* 取り組む課題
1 - MTR解説文に基づき、次の問いに答えてください。
(a) 話し手は何レベルのジャッジですか。
(b) フロアジャッジについて定めているのはMTRの何項ですか。
(c) ジャッジが介入すべき例として、床に何が落ちている場合が挙げられていますか。
2 - MTR解説文で、ルール適用度が一般のイベントにおいてジャッジができることとして挙げられている事柄をすべて列挙してください。
3 - MTR解説文のうち、"マジックのジャッジとはなんでしょう?"で始まり"にもまた、介入するべきです。"で終わる部分を一字一句そのまま書き写してください。
··· 引用文 ···
レッスン

MTG: マジックイベント規定 テキスト

こんにちは、私はレベル3ジャッジであり、グランプリのヘッドジャッジも務める、スペインのアルフォンソ・ヴェーノです。これからの数分で、マジックイベント規定(以下MTR)の文書の基本的な、レベル1ジャッジが知っておくべきことについて、あなたにお伝えできることを光栄に思います。もちろん、このプレゼンテーションで文書のすべてをカバーすることはできませんし、それぞれの項目の細部までをカバーする予定もありません。個人的には、ジャッジとして活動していくにあたり、時々この文書のすべてを注意深く読むことをお勧めします。ですが、今はあなたがレベル1ジャッジになるために知るべきことを見ていきましょう。

ジャッジとは?
ヘッドジャッジ (MTR 1.7)
フロアジャッジ (MTR 1.8)

マジックのジャッジとはなんでしょう?
MTRの1.8項によると、”フロアジャッジはプレイヤーや観客の質問に答えたり、不正なプレイを処理したり、その他妥当な要請に応えるために存在する。”とあります。

ルール適用度が一般のイベントでは、ジャッジはプレイヤーがゲームの状況を理解することを助けたり、ルールやカードの相互作用に関しての質問に答えたり、オラクルを見せたりすることができます。

”ジャッジはゲーム上の不正な行動を防ぐために介入してはならない。ルールが破られた直後に介入し、問題が複雑化するのを防ぎ、ゲームの完全性を復元し、必要に応じて懲罰を与えること。”これってどういうこと?ですか?いい質問ですね!これは、あなたがジャッジとしてするべきことは、プレイヤーがルールを破りそうだと感じた時にゲームに介入するのではなく、本当にルールが破られるまで待つべきだということです。その時になって初めて、あなたはゲームに介入し、プレイヤー達を手助けするべきです。もしくは、ジャッジが介入しなければ状況が悪化する可能性のある場合、例えば、プレイヤーのデッキのものだと思われるカードが床に落ちていたり、プレイヤー同士が言い争っている時などにもまた、介入するべきです。
··· データ内容 ···
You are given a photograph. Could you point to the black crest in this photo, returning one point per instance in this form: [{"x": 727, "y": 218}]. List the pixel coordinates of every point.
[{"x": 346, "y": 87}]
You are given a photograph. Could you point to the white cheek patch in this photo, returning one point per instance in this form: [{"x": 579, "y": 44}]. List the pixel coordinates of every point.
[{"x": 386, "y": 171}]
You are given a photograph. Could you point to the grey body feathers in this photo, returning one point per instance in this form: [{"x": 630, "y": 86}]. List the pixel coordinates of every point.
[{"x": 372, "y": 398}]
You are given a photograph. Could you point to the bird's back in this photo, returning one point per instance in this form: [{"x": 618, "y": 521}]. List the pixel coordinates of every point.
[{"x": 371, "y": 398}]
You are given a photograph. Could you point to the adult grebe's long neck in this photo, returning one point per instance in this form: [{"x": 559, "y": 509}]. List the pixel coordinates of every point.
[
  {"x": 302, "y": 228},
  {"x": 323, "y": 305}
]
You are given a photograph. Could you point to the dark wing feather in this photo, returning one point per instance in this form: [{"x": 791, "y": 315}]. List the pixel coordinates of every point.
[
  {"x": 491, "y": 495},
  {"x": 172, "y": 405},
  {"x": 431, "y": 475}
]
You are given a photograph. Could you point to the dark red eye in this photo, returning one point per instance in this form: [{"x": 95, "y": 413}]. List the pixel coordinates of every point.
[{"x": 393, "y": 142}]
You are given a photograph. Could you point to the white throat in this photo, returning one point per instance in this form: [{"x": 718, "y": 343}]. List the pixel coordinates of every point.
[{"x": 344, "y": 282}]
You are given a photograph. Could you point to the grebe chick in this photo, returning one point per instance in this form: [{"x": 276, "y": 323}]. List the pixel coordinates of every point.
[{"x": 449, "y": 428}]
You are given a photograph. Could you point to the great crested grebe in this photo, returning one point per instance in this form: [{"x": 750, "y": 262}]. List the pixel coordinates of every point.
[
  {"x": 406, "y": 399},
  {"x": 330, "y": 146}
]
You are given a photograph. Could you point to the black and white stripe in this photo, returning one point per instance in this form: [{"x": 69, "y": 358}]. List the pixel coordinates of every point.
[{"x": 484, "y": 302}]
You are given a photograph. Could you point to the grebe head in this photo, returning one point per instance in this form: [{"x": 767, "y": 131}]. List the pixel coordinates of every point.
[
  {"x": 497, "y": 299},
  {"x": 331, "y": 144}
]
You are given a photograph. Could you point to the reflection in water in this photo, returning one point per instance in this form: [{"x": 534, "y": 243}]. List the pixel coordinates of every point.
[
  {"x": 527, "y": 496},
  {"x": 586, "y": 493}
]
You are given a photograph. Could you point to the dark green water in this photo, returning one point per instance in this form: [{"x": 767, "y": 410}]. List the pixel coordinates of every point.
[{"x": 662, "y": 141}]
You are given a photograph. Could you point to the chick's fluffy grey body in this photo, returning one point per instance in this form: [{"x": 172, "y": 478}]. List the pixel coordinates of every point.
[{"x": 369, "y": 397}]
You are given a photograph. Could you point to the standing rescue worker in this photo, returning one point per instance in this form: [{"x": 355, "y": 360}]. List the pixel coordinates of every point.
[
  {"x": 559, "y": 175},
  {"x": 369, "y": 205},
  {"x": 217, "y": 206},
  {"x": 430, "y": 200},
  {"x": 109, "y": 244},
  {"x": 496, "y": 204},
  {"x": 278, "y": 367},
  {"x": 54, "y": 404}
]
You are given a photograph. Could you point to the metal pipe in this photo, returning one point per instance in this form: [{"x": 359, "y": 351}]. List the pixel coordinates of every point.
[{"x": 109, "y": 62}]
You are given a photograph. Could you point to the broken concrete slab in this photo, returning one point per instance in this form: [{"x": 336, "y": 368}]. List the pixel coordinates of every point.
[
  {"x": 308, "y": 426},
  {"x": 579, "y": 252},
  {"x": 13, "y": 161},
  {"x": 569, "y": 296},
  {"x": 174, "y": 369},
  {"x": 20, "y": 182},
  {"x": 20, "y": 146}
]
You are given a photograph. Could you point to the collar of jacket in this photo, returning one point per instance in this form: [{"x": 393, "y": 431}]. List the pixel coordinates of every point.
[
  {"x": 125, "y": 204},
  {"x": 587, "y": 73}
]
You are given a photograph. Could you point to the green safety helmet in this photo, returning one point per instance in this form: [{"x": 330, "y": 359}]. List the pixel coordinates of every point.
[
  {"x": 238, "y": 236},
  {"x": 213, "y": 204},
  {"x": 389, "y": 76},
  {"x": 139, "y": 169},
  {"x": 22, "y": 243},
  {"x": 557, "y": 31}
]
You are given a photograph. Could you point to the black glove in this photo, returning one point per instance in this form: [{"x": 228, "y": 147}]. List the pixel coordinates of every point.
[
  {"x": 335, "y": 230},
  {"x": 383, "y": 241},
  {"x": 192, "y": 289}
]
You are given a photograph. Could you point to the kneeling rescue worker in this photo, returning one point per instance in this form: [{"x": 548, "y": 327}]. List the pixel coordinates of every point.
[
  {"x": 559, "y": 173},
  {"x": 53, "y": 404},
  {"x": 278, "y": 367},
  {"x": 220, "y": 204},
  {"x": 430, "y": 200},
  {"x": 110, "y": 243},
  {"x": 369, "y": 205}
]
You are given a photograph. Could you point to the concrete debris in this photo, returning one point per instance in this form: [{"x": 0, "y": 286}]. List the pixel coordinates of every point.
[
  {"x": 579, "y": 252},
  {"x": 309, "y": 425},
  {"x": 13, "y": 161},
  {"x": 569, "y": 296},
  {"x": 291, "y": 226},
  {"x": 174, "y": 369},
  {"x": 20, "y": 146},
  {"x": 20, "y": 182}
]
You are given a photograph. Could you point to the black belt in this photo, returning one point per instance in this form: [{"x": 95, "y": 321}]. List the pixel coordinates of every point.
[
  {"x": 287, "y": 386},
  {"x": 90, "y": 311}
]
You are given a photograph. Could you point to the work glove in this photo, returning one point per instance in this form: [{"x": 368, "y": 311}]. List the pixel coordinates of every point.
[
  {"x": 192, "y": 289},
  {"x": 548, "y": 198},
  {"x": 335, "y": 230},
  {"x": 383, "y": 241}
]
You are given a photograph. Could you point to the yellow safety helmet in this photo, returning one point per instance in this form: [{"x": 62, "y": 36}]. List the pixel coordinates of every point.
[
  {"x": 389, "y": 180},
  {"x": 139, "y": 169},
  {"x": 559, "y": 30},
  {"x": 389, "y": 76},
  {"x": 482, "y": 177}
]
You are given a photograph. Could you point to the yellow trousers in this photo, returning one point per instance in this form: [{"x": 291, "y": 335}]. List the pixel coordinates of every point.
···
* 演習の解答
1 -
(a) レベル3
(b) 1.8項
(c) プレイヤーのデッキのものだと思われるカード

2 -
・プレイヤーがゲームの状況を理解することを助ける
・ルールやカードの相互作用に関しての質問に答える
・オラクルを見せる

3 -
マジックのジャッジとはなんでしょう?
MTRの1.8項によると、”フロアジャッジはプレイヤーや観客の質問に答えたり、不正なプレイを処理したり、その他妥当な要請に応えるために存在する。”とあります。

ルール適用度が一般のイベントでは、ジャッジはプレイヤーがゲームの状況を理解することを助けたり、ルールやカードの相互作用に関しての質問に答えたり、オラクルを見せたりすることができます。

”ジャッジはゲーム上の不正な行動を防ぐために介入してはならない。ルールが破られた直後に介入し、問題が複雑化するのを防ぎ、ゲームの完全性を復元し、必要に応じて懲罰を与えること。”これってどういうこと?ですか?いい質問ですね!これは、あなたがジャッジとしてするべきことは、プレイヤーがルールを破りそうだと感じた時にゲームに介入するのではなく、本当にルールが破られるまで待つべきだということです。その時になって初めて、あなたはゲームに介入し、プレイヤー達を手助けするべきです。もしくは、ジャッジが介入しなければ状況が悪化する可能性のある場合、例えば、プレイヤーのデッキのものだと思われるカードが床に落ちていたり、プレイヤー同士が言い争っている時などにもまた、介入するべきです。